_Your objective_
Transcribe the material verbatim, starting at its first line and stopping once the line containing "Target: leg" has been given; no picture should appear.

*** Opening of Entries supplied ***

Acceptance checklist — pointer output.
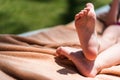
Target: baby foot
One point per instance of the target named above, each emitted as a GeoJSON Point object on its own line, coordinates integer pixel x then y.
{"type": "Point", "coordinates": [85, 26]}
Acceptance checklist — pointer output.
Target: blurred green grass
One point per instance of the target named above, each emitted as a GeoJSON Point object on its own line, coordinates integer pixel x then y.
{"type": "Point", "coordinates": [18, 16]}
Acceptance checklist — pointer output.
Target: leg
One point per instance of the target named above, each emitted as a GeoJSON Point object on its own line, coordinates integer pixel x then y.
{"type": "Point", "coordinates": [85, 26]}
{"type": "Point", "coordinates": [113, 14]}
{"type": "Point", "coordinates": [91, 68]}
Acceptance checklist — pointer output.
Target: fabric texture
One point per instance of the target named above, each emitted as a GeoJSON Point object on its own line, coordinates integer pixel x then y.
{"type": "Point", "coordinates": [33, 57]}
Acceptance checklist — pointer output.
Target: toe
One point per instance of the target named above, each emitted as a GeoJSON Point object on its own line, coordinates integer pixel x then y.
{"type": "Point", "coordinates": [89, 5]}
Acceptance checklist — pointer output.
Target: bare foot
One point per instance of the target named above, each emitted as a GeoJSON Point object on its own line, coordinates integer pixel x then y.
{"type": "Point", "coordinates": [84, 66]}
{"type": "Point", "coordinates": [114, 11]}
{"type": "Point", "coordinates": [85, 26]}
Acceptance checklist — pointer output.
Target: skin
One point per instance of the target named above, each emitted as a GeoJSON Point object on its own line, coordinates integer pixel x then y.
{"type": "Point", "coordinates": [87, 60]}
{"type": "Point", "coordinates": [113, 11]}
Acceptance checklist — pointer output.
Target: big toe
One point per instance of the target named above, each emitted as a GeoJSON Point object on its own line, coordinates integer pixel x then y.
{"type": "Point", "coordinates": [90, 5]}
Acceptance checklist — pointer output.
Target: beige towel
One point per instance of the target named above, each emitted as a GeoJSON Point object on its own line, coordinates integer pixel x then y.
{"type": "Point", "coordinates": [33, 57]}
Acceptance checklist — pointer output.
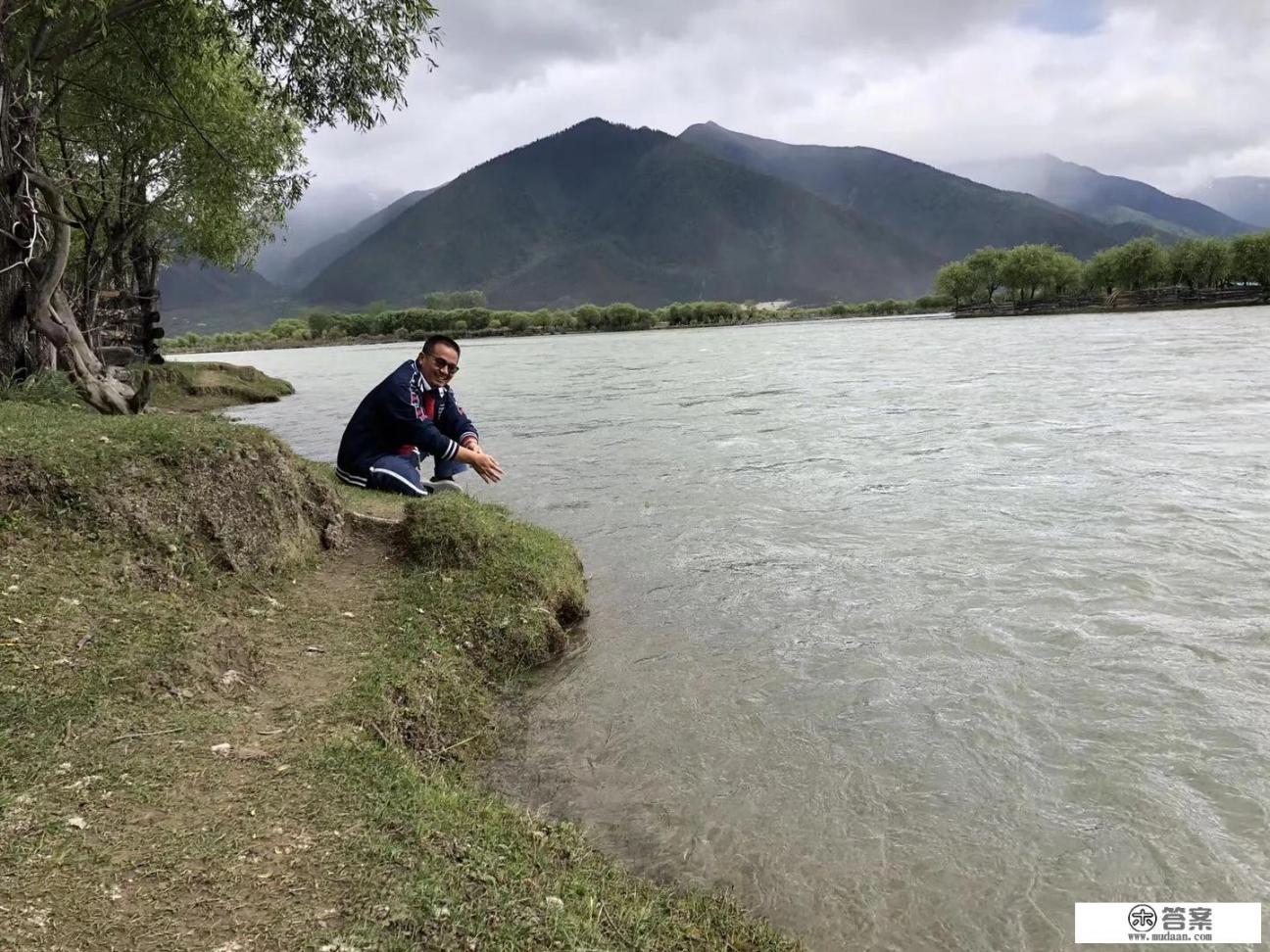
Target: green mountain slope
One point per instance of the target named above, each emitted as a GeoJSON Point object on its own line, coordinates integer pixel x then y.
{"type": "Point", "coordinates": [309, 264]}
{"type": "Point", "coordinates": [949, 214]}
{"type": "Point", "coordinates": [196, 296]}
{"type": "Point", "coordinates": [1244, 197]}
{"type": "Point", "coordinates": [604, 213]}
{"type": "Point", "coordinates": [1109, 198]}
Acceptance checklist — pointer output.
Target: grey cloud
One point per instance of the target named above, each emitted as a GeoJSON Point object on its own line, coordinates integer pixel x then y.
{"type": "Point", "coordinates": [1159, 97]}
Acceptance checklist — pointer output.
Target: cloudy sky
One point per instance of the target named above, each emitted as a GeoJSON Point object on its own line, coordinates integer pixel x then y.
{"type": "Point", "coordinates": [1171, 91]}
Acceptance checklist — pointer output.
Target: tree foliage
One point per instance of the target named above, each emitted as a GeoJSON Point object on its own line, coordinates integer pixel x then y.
{"type": "Point", "coordinates": [160, 127]}
{"type": "Point", "coordinates": [1033, 271]}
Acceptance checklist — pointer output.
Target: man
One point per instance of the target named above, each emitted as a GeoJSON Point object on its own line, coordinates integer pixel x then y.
{"type": "Point", "coordinates": [413, 414]}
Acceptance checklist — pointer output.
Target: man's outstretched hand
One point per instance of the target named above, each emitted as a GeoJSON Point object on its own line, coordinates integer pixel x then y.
{"type": "Point", "coordinates": [485, 466]}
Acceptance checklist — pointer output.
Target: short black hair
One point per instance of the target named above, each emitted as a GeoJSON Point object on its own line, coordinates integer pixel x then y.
{"type": "Point", "coordinates": [433, 339]}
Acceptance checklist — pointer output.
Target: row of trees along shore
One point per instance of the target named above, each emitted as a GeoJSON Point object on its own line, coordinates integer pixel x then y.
{"type": "Point", "coordinates": [137, 131]}
{"type": "Point", "coordinates": [1030, 273]}
{"type": "Point", "coordinates": [476, 320]}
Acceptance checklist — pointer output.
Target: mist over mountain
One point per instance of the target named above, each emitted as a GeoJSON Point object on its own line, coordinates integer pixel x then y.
{"type": "Point", "coordinates": [309, 264]}
{"type": "Point", "coordinates": [322, 213]}
{"type": "Point", "coordinates": [604, 213]}
{"type": "Point", "coordinates": [947, 214]}
{"type": "Point", "coordinates": [206, 299]}
{"type": "Point", "coordinates": [1245, 197]}
{"type": "Point", "coordinates": [1109, 198]}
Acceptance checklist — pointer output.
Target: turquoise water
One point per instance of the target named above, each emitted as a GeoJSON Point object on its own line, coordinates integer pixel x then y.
{"type": "Point", "coordinates": [914, 633]}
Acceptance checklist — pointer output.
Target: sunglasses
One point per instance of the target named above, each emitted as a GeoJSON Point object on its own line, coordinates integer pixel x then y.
{"type": "Point", "coordinates": [445, 365]}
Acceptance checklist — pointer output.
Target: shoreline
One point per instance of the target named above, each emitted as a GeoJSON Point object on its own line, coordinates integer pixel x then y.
{"type": "Point", "coordinates": [966, 313]}
{"type": "Point", "coordinates": [466, 337]}
{"type": "Point", "coordinates": [253, 711]}
{"type": "Point", "coordinates": [1105, 309]}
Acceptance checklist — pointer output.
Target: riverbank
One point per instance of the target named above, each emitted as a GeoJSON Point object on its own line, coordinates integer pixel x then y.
{"type": "Point", "coordinates": [240, 716]}
{"type": "Point", "coordinates": [1129, 303]}
{"type": "Point", "coordinates": [415, 324]}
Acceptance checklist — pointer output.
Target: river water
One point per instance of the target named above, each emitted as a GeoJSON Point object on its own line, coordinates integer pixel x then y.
{"type": "Point", "coordinates": [914, 633]}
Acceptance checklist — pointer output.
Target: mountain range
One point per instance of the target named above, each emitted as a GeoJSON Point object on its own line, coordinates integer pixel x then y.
{"type": "Point", "coordinates": [602, 213]}
{"type": "Point", "coordinates": [1245, 197]}
{"type": "Point", "coordinates": [1106, 198]}
{"type": "Point", "coordinates": [605, 213]}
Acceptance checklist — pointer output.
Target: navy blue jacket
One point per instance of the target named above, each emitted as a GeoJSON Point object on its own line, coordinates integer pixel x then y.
{"type": "Point", "coordinates": [402, 411]}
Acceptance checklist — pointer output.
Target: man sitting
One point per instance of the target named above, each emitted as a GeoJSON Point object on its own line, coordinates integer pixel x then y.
{"type": "Point", "coordinates": [413, 414]}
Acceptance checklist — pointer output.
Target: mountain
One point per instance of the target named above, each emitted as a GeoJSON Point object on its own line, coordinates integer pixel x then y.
{"type": "Point", "coordinates": [604, 213]}
{"type": "Point", "coordinates": [309, 264]}
{"type": "Point", "coordinates": [322, 213]}
{"type": "Point", "coordinates": [1244, 197]}
{"type": "Point", "coordinates": [949, 214]}
{"type": "Point", "coordinates": [202, 297]}
{"type": "Point", "coordinates": [1109, 198]}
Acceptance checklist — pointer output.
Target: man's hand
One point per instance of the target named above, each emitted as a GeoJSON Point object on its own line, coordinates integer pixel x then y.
{"type": "Point", "coordinates": [485, 466]}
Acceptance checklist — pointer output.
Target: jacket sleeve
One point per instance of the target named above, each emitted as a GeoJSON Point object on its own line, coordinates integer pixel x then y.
{"type": "Point", "coordinates": [455, 420]}
{"type": "Point", "coordinates": [403, 408]}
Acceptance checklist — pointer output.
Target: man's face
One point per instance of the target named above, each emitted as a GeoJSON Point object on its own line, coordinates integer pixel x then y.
{"type": "Point", "coordinates": [440, 365]}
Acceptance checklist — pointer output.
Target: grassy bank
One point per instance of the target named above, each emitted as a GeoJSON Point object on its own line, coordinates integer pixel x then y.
{"type": "Point", "coordinates": [188, 387]}
{"type": "Point", "coordinates": [240, 717]}
{"type": "Point", "coordinates": [321, 328]}
{"type": "Point", "coordinates": [213, 386]}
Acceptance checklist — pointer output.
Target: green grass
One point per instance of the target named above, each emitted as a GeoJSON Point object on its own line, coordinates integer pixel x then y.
{"type": "Point", "coordinates": [211, 386]}
{"type": "Point", "coordinates": [157, 601]}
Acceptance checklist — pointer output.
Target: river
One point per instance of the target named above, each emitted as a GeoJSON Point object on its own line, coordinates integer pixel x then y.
{"type": "Point", "coordinates": [913, 633]}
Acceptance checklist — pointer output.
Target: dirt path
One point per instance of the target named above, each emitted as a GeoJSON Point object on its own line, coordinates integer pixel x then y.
{"type": "Point", "coordinates": [191, 822]}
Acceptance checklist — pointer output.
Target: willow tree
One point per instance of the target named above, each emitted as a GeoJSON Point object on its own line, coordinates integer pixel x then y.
{"type": "Point", "coordinates": [312, 61]}
{"type": "Point", "coordinates": [185, 155]}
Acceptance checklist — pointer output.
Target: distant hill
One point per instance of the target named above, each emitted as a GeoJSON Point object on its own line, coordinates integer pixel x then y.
{"type": "Point", "coordinates": [604, 213]}
{"type": "Point", "coordinates": [306, 266]}
{"type": "Point", "coordinates": [1109, 198]}
{"type": "Point", "coordinates": [322, 213]}
{"type": "Point", "coordinates": [206, 299]}
{"type": "Point", "coordinates": [949, 214]}
{"type": "Point", "coordinates": [1244, 197]}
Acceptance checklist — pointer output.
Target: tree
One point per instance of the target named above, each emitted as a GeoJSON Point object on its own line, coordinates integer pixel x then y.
{"type": "Point", "coordinates": [145, 181]}
{"type": "Point", "coordinates": [1213, 261]}
{"type": "Point", "coordinates": [986, 262]}
{"type": "Point", "coordinates": [1251, 258]}
{"type": "Point", "coordinates": [1101, 270]}
{"type": "Point", "coordinates": [1065, 273]}
{"type": "Point", "coordinates": [1141, 262]}
{"type": "Point", "coordinates": [956, 281]}
{"type": "Point", "coordinates": [1026, 269]}
{"type": "Point", "coordinates": [316, 61]}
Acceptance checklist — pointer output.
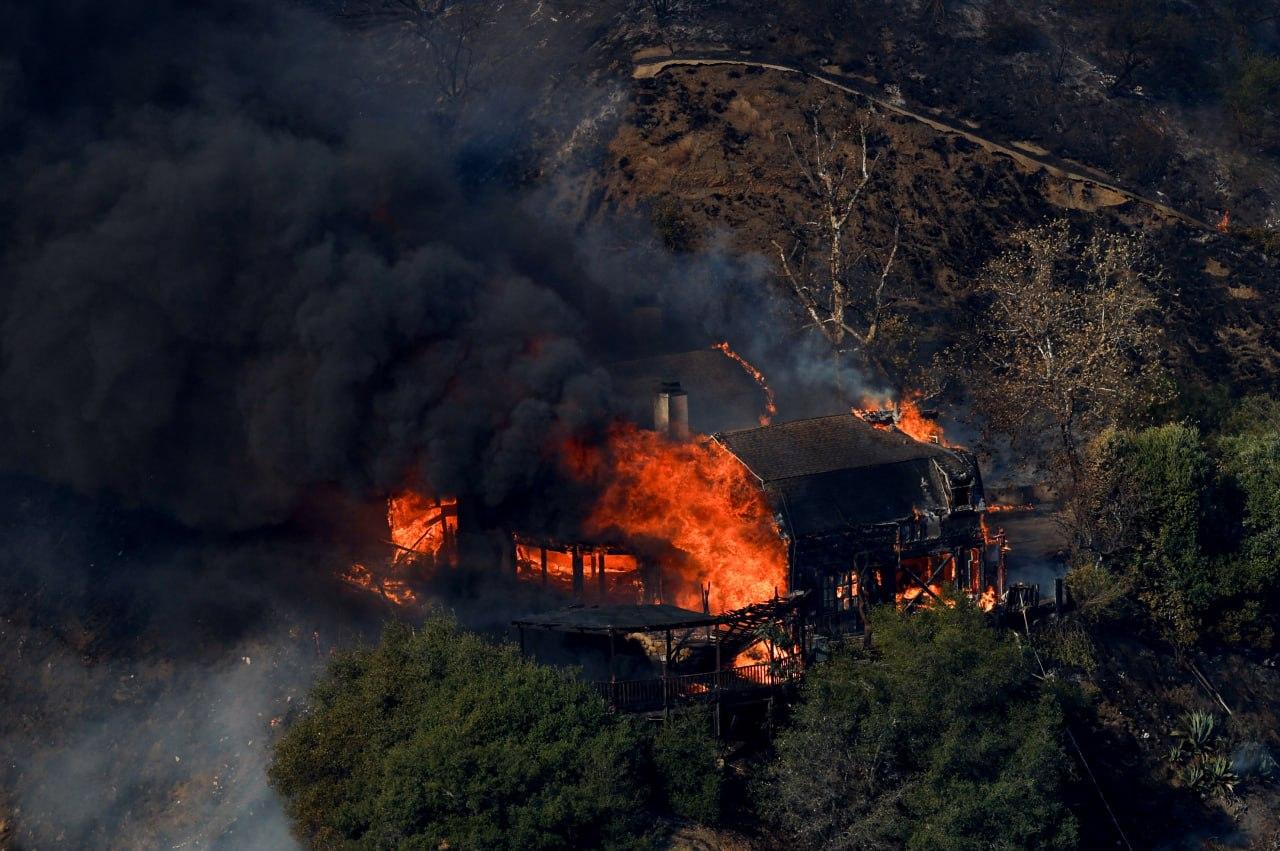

*** Close of Entries supplied ***

_Solution_
Acceptance checklist — pointer output.
Target: baby foot
One point per instance of the target named above, each emitted as a GeoJSON Point object on its own line, coordinates integer pixel x then y.
{"type": "Point", "coordinates": [85, 26]}
Acceptance checklist — pointer output.
Target: blurred green grass
One point per instance of the target named above, each emitted as a GeoJSON Point object on its own line, coordinates integer pixel x then y.
{"type": "Point", "coordinates": [18, 16]}
Acceptance checklist — pointer output.
Target: leg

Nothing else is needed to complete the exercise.